Why Veer Arjun Singh has fallen in love with the latest Bose headphones.
Crank up the volume or keep it on the down-low, they just can't hear you, or you them.
The Bose Headphones 700 supersede the Bose Quietcomfort 35 II in noise cancellation to set a new industry benchmark.
It's a one-of-a-kind experience.
The silver pair that has been hanging around my neck for two weeks has a look that is second to none.
The metallic headband has a foam underside, making it comfortable to wear.
Its adjustable tentacles neatly cut through the middle of the angled earcups, which are cushioned with synthetic leather.
The cups surround and isolate the ears without noticeable pressure.
The result is a good-looking silhouette that achieves exceptional passive noise cancellation without compromising on comfort.
You can easily wear them for hours at a stretch without ear fatigue -- a rare feat.
Unlike Sony's WH1000-XM3 or the XB900N, the earcups of the Bose Headphones 700 do not fold but swivel inside out, which, in my opinion, makes them more comfortable around the neck when not in use.
The pair comes with a hard case, which also packs a USB-C cable for charging and an audio cable in case you run out of battery.
The touch controls on the right earcup -- to play/pause, skip tracks and adjust volume -- are extremely responsive but not quite convenient since the headband runs through the middle of the cup.
That said, I have thus far failed in my sincere endeavour to sound you off about any other design limitations.
Bose uses a proprietary active equaliser to automatically moderate the sound according to the music you play.
The overall sound quality is beautifully balanced with clear vocals, pronounced notes and satisfactory bass levels.

Location identification entries:

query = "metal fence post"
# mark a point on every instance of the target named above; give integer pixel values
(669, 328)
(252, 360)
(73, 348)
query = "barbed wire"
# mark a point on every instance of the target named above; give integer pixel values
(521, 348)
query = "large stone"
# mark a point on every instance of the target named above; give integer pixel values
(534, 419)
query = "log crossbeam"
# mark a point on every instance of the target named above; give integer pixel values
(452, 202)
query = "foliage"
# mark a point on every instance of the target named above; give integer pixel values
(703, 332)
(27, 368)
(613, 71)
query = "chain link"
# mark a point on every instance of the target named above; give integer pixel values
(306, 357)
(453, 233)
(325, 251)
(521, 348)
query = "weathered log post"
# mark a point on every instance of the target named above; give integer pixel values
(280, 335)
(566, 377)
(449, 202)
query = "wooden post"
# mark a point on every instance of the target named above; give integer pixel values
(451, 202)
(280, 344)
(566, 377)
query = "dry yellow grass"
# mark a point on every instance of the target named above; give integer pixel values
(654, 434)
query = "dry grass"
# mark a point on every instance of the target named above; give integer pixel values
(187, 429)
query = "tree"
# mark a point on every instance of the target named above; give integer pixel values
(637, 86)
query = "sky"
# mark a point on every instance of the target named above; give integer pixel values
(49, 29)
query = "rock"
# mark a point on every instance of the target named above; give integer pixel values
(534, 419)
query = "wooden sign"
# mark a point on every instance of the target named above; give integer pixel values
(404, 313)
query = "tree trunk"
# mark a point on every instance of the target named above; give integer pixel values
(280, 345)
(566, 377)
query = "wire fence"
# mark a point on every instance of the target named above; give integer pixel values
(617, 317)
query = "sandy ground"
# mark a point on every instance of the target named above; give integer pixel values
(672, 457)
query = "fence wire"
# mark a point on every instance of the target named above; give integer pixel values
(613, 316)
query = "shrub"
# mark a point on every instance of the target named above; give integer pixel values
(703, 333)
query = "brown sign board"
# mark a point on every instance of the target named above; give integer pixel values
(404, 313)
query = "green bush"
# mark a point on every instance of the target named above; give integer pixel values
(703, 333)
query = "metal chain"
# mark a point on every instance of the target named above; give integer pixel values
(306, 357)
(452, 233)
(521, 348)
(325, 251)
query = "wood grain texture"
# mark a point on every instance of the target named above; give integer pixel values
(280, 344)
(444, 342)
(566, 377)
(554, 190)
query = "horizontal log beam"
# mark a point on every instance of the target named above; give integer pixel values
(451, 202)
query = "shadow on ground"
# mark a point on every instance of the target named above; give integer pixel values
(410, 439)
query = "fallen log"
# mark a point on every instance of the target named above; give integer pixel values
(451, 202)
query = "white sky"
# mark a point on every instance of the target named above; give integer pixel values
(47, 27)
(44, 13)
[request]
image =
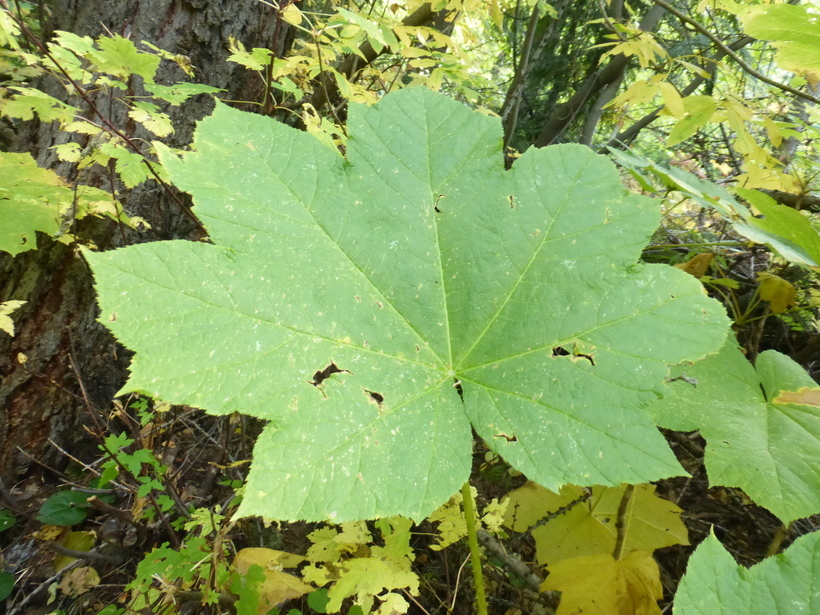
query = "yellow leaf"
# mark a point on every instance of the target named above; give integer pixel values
(804, 396)
(78, 581)
(278, 586)
(292, 15)
(778, 292)
(637, 93)
(773, 130)
(698, 265)
(599, 585)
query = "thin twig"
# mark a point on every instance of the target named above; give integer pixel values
(82, 93)
(44, 585)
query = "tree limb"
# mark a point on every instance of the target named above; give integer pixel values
(327, 87)
(626, 136)
(565, 112)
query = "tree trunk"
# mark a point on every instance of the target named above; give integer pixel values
(72, 364)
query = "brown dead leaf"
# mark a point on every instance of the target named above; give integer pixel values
(804, 396)
(78, 581)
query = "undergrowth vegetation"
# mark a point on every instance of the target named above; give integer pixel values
(403, 367)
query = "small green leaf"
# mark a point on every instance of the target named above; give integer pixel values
(178, 93)
(375, 309)
(119, 57)
(715, 585)
(699, 110)
(6, 585)
(7, 520)
(64, 508)
(34, 199)
(783, 228)
(794, 30)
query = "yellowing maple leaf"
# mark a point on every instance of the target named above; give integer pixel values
(600, 585)
(589, 527)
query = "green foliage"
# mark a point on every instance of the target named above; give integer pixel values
(364, 299)
(64, 508)
(794, 31)
(35, 199)
(756, 441)
(354, 568)
(715, 585)
(6, 585)
(782, 228)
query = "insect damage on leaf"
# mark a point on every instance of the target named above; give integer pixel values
(452, 315)
(323, 374)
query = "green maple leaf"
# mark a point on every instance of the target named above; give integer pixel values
(755, 439)
(715, 585)
(373, 307)
(34, 199)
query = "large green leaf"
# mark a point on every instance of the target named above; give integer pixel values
(755, 440)
(783, 228)
(353, 301)
(794, 30)
(34, 199)
(784, 584)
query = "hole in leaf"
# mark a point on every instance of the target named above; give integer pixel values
(438, 200)
(323, 374)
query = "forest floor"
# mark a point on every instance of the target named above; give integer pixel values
(204, 454)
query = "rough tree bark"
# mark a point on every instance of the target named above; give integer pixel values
(72, 362)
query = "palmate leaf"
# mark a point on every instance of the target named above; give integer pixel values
(354, 301)
(762, 430)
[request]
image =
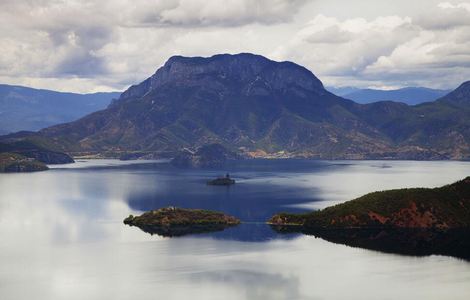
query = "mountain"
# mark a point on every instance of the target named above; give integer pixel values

Given task: Pick up the Bose headphones review above after its last sentence and write the next paragraph.

Result of this exercise:
You are unlikely to miss a single instrument even at low volumes.
But the Headphones 700 aren't for headbangers.
Having said that, I do feel that Bose could have supplied its flagship headphones with a bit more bass prowess to satisfy those occasional thump cravings, especially since the Bose Music app, which you will need for connecting the pair to any device, does not have an equaliser to manually play with the sound.
A little more room for play would have been nice, but letting Bose have all the control isn't a compromise either.
There's no doubt that the likes of the much cheaper Sony XB900N (Rs 16,990) deliver a powerful sub-bass.
And then there is Sony's WH1000XM3 (Rs 26,990) with a comparable sound quality.
Both of them also have a class-leading battery life of 30 hours.
But here's why the Headphones 700 are in a league of their own.
The pair utilises a mix of eight microphones to deliver an astounding Active Noise Cancellation.
You can choose between levels 0 and 10 through the Bose Music app or a physical button on the left earcup to customise how much ambient sound you would like.
But what really sets the Headphones 700 apart is the call quality.
The way the pair shuts off ambient noise when you speak during calls is phenomenal.
You could be in a busy marketplace -- I was in a packed Delhi Metro -- and the person on the other end of the line will have no idea.
You can also clearly instruct the built-in Alexa or Google Assistant in noisy surroundings.
No other pair of headphones, or truly wireless earphones, can beat it.
A battery life of 20 hours, the ability to connect to two devices simultaneously and the pleasure of great sound is not why you should spend Rs 34,500 on the Bose Headphones 700.
It's worth that price because, besides being beautiful, the pair has the industry-best call quality, noise-cancellation and comfort over and above standard features.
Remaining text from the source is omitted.